Tolerancia cero al error
Si antes una persona cometía un error en su trabajo, en sus relaciones o en su desempeño de cualquier ámbito, los demás –también conscientes de sus propias fragilidades– eran capaces de actuar con empatía, perdonar la falta y pedir reparación. Hoy, en cambio, a la menor equivocación, muchos se olvidan de su “tejado de vidrio” o “pies de barro” y se convierten en justicieros crueles, pidiendo la cabeza del otro en redes sociales y en la justicia para que lo “elimine” de sus vidas.
¿Cómo aprendemos entonces de nuestros errores? ¿Qué les estamos diciendo a las nuevas generaciones con respecto a su fragilidad? ¿Qué pasa si se da “vuelta la tortilla” y, de supuesta víctima, se convierte en un victimario fatal? Ya lo dice Pascal Bruckner en ‘La tentación de la inocencia’; hoy todos presumen de tiernos corderitos y enjuician a los otros como causantes de todas sus desgracias. Sin embargo, se olvidan de que somos un solo cuerpo, como dice san Pablo, y, al atacar al otro, se está dañando a sí mismo.

• [TAREAS]:
a) En el texto sobre la tolerancia cero al error, ¿qué obra de Pascal Bruckner se menciona?
b) Indica si cada afirmación concuerda con el texto sobre la tolerancia cero al error y justifica tu respuesta con las palabras del texto: (i) Antes, ante un error ajeno, los demás podían perdonar la falta. (ii) Hoy se pide la cabeza del otro únicamente en la justicia. (iii) La idea de que somos un solo cuerpo se atribuye a san Pablo.
c) Prosigue el texto sobre la tolerancia cero al error a partir de su última oración.

• [DATOS PROPORCIONADOS]:

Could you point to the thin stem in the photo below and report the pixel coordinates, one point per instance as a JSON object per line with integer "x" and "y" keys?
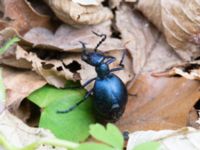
{"x": 53, "y": 142}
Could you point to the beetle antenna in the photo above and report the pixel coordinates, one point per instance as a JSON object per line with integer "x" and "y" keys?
{"x": 102, "y": 40}
{"x": 83, "y": 46}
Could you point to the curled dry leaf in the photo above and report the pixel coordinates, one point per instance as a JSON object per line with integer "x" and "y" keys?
{"x": 138, "y": 36}
{"x": 66, "y": 38}
{"x": 19, "y": 84}
{"x": 75, "y": 12}
{"x": 20, "y": 135}
{"x": 185, "y": 138}
{"x": 178, "y": 20}
{"x": 69, "y": 67}
{"x": 160, "y": 103}
{"x": 189, "y": 70}
{"x": 9, "y": 56}
{"x": 22, "y": 16}
{"x": 149, "y": 109}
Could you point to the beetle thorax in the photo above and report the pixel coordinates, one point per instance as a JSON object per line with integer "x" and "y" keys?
{"x": 102, "y": 70}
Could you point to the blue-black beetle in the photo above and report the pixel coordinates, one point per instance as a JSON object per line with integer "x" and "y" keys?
{"x": 110, "y": 93}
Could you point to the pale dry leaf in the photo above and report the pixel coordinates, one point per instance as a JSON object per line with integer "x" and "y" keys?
{"x": 189, "y": 70}
{"x": 56, "y": 71}
{"x": 22, "y": 17}
{"x": 160, "y": 103}
{"x": 149, "y": 109}
{"x": 178, "y": 20}
{"x": 75, "y": 13}
{"x": 66, "y": 38}
{"x": 20, "y": 135}
{"x": 9, "y": 57}
{"x": 2, "y": 93}
{"x": 138, "y": 36}
{"x": 88, "y": 2}
{"x": 19, "y": 84}
{"x": 185, "y": 138}
{"x": 162, "y": 57}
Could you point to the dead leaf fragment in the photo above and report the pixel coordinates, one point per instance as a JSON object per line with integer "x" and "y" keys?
{"x": 66, "y": 38}
{"x": 178, "y": 20}
{"x": 19, "y": 84}
{"x": 185, "y": 138}
{"x": 138, "y": 36}
{"x": 80, "y": 12}
{"x": 22, "y": 16}
{"x": 160, "y": 103}
{"x": 56, "y": 73}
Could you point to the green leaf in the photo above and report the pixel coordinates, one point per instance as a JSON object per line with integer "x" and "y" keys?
{"x": 111, "y": 136}
{"x": 72, "y": 126}
{"x": 94, "y": 146}
{"x": 148, "y": 146}
{"x": 2, "y": 88}
{"x": 8, "y": 44}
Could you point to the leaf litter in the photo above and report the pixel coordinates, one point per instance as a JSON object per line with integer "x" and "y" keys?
{"x": 42, "y": 47}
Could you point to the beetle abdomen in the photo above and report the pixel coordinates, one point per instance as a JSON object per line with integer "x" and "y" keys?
{"x": 110, "y": 97}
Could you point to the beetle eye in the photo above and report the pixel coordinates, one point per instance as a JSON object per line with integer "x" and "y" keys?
{"x": 84, "y": 57}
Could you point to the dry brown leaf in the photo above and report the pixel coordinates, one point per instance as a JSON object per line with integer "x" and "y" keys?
{"x": 184, "y": 138}
{"x": 56, "y": 73}
{"x": 19, "y": 84}
{"x": 9, "y": 56}
{"x": 189, "y": 70}
{"x": 76, "y": 13}
{"x": 178, "y": 20}
{"x": 66, "y": 38}
{"x": 22, "y": 16}
{"x": 138, "y": 36}
{"x": 161, "y": 103}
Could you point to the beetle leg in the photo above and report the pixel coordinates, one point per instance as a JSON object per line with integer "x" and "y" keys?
{"x": 102, "y": 40}
{"x": 122, "y": 59}
{"x": 77, "y": 104}
{"x": 110, "y": 60}
{"x": 117, "y": 69}
{"x": 88, "y": 82}
{"x": 85, "y": 84}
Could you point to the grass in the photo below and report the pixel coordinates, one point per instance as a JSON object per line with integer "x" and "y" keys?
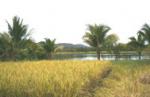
{"x": 47, "y": 78}
{"x": 124, "y": 80}
{"x": 74, "y": 79}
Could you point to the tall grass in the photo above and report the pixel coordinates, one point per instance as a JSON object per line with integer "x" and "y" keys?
{"x": 47, "y": 78}
{"x": 124, "y": 80}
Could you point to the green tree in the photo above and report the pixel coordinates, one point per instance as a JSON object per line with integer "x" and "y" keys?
{"x": 138, "y": 43}
{"x": 111, "y": 42}
{"x": 95, "y": 37}
{"x": 19, "y": 35}
{"x": 49, "y": 47}
{"x": 145, "y": 31}
{"x": 5, "y": 45}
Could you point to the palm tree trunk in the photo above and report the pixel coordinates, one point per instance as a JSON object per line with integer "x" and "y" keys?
{"x": 98, "y": 54}
{"x": 139, "y": 55}
{"x": 49, "y": 55}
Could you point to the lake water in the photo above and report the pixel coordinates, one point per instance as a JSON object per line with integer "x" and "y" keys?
{"x": 103, "y": 57}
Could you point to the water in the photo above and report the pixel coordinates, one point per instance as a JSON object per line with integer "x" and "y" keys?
{"x": 103, "y": 57}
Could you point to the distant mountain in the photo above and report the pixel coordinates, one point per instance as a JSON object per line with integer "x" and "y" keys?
{"x": 69, "y": 45}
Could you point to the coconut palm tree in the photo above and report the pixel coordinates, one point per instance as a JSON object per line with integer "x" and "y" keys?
{"x": 19, "y": 34}
{"x": 145, "y": 31}
{"x": 95, "y": 37}
{"x": 49, "y": 47}
{"x": 5, "y": 45}
{"x": 138, "y": 43}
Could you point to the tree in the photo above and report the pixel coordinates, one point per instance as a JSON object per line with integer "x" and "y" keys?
{"x": 19, "y": 35}
{"x": 138, "y": 43}
{"x": 49, "y": 47}
{"x": 5, "y": 45}
{"x": 145, "y": 31}
{"x": 111, "y": 42}
{"x": 95, "y": 37}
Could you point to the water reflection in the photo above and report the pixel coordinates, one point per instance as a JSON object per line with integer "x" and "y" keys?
{"x": 103, "y": 57}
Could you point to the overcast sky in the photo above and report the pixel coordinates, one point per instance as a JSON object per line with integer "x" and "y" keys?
{"x": 66, "y": 20}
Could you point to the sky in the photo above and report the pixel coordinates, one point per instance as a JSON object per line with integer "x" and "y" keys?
{"x": 67, "y": 20}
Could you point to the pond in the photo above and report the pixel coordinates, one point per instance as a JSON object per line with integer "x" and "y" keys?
{"x": 103, "y": 57}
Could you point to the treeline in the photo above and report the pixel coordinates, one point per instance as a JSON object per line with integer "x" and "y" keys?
{"x": 16, "y": 44}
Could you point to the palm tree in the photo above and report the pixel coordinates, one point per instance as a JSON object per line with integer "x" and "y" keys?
{"x": 111, "y": 42}
{"x": 49, "y": 47}
{"x": 145, "y": 31}
{"x": 96, "y": 37}
{"x": 18, "y": 33}
{"x": 138, "y": 43}
{"x": 5, "y": 45}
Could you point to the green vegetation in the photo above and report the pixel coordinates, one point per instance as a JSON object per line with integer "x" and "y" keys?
{"x": 96, "y": 37}
{"x": 17, "y": 44}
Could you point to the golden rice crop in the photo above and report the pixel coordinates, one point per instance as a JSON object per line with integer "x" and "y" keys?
{"x": 47, "y": 78}
{"x": 124, "y": 80}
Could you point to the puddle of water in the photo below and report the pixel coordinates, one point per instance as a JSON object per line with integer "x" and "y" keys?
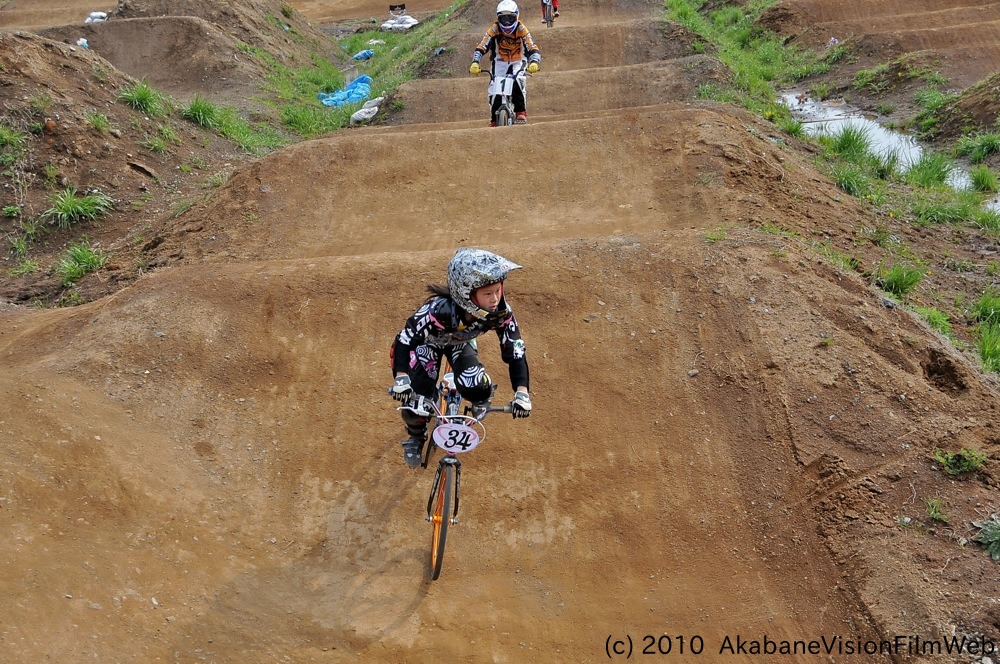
{"x": 831, "y": 117}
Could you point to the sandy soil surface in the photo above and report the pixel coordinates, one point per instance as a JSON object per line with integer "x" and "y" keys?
{"x": 731, "y": 442}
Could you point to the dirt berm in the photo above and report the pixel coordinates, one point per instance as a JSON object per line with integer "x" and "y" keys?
{"x": 728, "y": 431}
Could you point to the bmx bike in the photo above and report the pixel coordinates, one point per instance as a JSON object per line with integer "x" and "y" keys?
{"x": 454, "y": 433}
{"x": 503, "y": 85}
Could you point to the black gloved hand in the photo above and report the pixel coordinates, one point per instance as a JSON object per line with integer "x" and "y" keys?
{"x": 521, "y": 405}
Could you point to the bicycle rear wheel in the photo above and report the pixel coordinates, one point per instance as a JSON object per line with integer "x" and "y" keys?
{"x": 441, "y": 517}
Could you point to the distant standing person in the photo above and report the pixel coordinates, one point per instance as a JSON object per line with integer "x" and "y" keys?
{"x": 510, "y": 45}
{"x": 555, "y": 10}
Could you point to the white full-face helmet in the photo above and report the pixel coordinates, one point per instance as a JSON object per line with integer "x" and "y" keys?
{"x": 507, "y": 12}
{"x": 474, "y": 268}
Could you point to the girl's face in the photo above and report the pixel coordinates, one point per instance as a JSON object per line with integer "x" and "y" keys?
{"x": 488, "y": 297}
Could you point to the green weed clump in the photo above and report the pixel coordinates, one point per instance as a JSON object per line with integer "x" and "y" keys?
{"x": 977, "y": 147}
{"x": 936, "y": 318}
{"x": 144, "y": 98}
{"x": 68, "y": 207}
{"x": 898, "y": 279}
{"x": 963, "y": 461}
{"x": 989, "y": 535}
{"x": 12, "y": 145}
{"x": 202, "y": 112}
{"x": 80, "y": 258}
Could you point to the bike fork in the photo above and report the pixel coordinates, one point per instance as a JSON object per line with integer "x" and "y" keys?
{"x": 438, "y": 478}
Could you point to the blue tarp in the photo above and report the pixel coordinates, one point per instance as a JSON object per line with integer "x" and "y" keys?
{"x": 356, "y": 91}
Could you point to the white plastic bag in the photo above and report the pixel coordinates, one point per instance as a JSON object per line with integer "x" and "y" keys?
{"x": 364, "y": 114}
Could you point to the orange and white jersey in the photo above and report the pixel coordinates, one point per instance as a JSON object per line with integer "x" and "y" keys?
{"x": 512, "y": 47}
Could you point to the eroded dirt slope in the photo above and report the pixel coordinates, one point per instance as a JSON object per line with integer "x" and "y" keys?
{"x": 728, "y": 431}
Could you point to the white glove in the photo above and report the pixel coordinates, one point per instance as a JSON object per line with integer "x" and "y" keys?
{"x": 521, "y": 405}
{"x": 401, "y": 390}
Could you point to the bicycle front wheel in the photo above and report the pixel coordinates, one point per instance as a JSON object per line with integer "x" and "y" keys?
{"x": 441, "y": 517}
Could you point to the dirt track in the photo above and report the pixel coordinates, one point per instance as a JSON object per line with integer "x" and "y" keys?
{"x": 204, "y": 467}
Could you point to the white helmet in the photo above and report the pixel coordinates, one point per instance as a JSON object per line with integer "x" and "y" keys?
{"x": 474, "y": 268}
{"x": 507, "y": 12}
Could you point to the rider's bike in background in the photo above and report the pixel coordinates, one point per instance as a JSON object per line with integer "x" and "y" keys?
{"x": 503, "y": 86}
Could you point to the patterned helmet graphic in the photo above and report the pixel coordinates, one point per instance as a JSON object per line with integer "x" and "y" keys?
{"x": 471, "y": 269}
{"x": 507, "y": 12}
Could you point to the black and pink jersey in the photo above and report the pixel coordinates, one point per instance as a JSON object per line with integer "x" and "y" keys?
{"x": 439, "y": 325}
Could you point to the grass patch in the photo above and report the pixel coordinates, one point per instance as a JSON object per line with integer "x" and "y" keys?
{"x": 12, "y": 145}
{"x": 144, "y": 98}
{"x": 937, "y": 319}
{"x": 989, "y": 535}
{"x": 934, "y": 510}
{"x": 977, "y": 147}
{"x": 984, "y": 180}
{"x": 989, "y": 346}
{"x": 202, "y": 112}
{"x": 838, "y": 258}
{"x": 987, "y": 307}
{"x": 68, "y": 207}
{"x": 98, "y": 121}
{"x": 23, "y": 268}
{"x": 79, "y": 259}
{"x": 963, "y": 461}
{"x": 930, "y": 171}
{"x": 946, "y": 207}
{"x": 898, "y": 279}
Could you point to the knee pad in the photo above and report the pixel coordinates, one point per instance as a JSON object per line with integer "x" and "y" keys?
{"x": 475, "y": 384}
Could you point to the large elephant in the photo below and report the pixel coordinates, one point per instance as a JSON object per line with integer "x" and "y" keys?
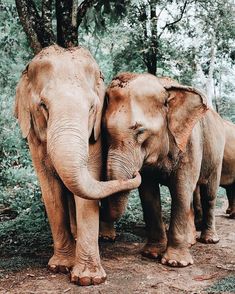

• [RESPUESTAS]:
a) ‘La tentación de la inocencia’.

b)
(i) Sí: "eran capaces de actuar con empatía, perdonar la falta y pedir reparación".
(ii) No: "pidiendo la cabeza del otro en redes sociales y en la justicia".
(iii) Sí: "somos un solo cuerpo, como dice san Pablo".

c)
Los más dañados
Es tal la desconfianza en la que vivimos que cada estímulo que podamos recibir del otro se recibe con una hipersensibilidad y pánico, lo que provoca una respuesta desproporcionada. Conflictos escolares, por ejemplo, que antes se solucionaban con una resolución de conflictos, mediaciones, medidas reparatorias, formativas y disciplinarias, hoy están en tribunales. El problema de todo esto es que los más perjudicados son los mismos estudiantes a los que se quiere ayudar.
En vez de aprender a vivir en la diversidad, madurar en los conflictos y desarrollar estrategias sociales, son llevados a declarar y aprenden que la “solución” la tiene un juez. Sin embargo, este no conoce su historia, familia, contextos ni lo que desean ni piensan en profundidad. Lo mismo sucede muchas veces en la judicialización de temas de familia, parejas u otras de ámbito social. Todos terminan con menos dinero en sus bolsillos por los costos que implica, cansados, y muchas veces con resoluciones que no les dan paz.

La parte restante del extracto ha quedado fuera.